** BEGIN **

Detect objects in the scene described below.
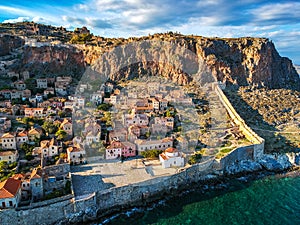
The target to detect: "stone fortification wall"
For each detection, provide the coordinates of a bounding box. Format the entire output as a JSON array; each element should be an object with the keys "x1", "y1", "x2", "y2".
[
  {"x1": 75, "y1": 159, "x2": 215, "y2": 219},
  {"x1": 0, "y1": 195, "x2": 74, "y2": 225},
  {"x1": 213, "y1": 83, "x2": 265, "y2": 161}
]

** END **
** BEGIN **

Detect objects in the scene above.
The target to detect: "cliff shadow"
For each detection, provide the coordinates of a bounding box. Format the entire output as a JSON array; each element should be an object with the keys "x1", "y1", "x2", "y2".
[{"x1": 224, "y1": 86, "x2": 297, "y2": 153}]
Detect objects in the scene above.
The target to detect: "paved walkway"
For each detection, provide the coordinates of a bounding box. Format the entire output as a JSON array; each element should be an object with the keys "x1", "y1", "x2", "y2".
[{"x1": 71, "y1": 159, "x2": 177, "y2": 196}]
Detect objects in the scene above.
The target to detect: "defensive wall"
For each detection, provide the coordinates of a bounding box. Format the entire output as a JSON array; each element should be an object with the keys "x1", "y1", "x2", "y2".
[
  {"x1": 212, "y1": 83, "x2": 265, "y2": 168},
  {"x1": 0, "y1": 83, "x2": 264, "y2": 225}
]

** END **

Pick out each line in the rows above that contains the word "wall" and copy those lines. Case counts when matching.

The target to detect: "stone fortification wall"
The target to detect: "defensive wall"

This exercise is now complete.